Goal: Rewrite the material from the line containing "Where can you find the black" through the end of the material, inclusive, swapping "green wool jacket" for "tweed jacket" and changing nothing else. Give only those lines, and omit the pictures.

Records shown:

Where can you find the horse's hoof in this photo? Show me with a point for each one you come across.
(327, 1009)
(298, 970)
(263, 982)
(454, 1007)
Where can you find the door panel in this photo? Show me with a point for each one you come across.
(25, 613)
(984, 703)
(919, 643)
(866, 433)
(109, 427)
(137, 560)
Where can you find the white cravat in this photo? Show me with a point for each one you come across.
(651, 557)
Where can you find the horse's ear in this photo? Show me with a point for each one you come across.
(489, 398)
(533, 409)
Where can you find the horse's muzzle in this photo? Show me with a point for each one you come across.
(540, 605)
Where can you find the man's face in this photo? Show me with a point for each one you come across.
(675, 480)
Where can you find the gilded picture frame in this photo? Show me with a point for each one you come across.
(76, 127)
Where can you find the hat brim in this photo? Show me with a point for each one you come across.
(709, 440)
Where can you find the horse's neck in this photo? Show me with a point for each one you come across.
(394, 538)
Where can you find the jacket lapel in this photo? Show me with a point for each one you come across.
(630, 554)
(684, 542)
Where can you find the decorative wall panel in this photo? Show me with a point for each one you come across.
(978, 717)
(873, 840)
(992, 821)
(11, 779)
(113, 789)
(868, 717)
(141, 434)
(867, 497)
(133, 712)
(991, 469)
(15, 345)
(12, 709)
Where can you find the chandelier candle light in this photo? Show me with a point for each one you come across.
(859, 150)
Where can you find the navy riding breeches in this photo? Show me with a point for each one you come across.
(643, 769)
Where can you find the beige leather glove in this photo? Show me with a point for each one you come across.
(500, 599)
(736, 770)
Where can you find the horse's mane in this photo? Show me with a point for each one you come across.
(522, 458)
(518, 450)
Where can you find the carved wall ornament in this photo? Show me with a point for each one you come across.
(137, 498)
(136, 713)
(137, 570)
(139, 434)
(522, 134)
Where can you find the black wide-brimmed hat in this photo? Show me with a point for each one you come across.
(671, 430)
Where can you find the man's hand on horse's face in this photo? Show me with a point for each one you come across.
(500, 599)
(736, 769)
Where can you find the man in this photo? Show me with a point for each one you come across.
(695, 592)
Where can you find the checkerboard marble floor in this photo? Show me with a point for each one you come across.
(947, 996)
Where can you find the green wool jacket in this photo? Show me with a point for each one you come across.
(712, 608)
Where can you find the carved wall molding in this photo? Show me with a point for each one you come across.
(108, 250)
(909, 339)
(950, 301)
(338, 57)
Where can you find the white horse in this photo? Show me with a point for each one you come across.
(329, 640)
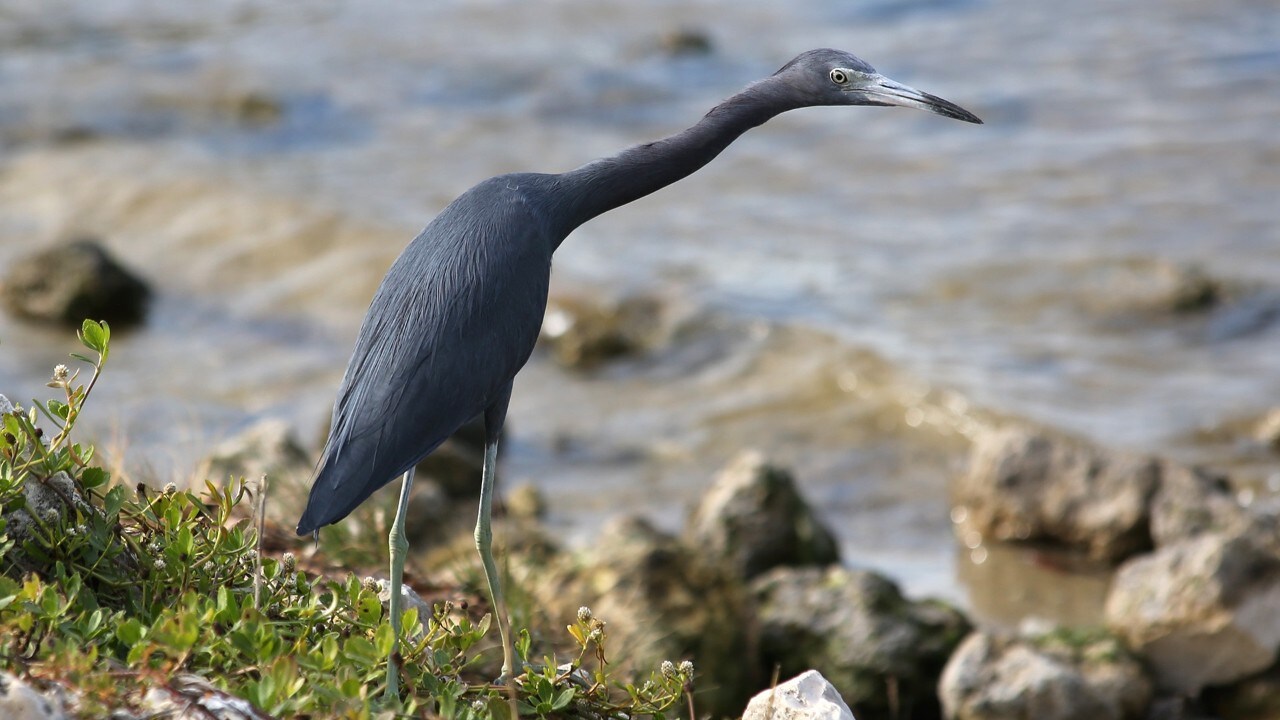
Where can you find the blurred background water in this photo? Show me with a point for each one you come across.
(871, 286)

Result for this exercise:
Where can you find the black wide-brimmed hat in this photo? Show me with a point for each one you come across.
(671, 430)
Where can you find the man's hand on horse's face in this photo? Show me with a point for each one you come across.
(500, 599)
(736, 769)
Where can you find the man in this photo? Show me with a point for each one you come across.
(695, 592)
Where can you find the checkerboard marble floor in this photo? Show me with a point for each one you come across.
(947, 996)
Where can you find the tweed jacket in this photo? Show me with a point for each one you come across.
(712, 608)
Where can you find the carved wall molding in this photo? Show me with a point for each one you come across.
(108, 250)
(909, 339)
(950, 301)
(338, 57)
Where can you find the white horse in this photo? Show me with a point for each one you come across.
(329, 640)
Where can you find the blurred background water in this photo? Show me with a point for each one you come across.
(871, 286)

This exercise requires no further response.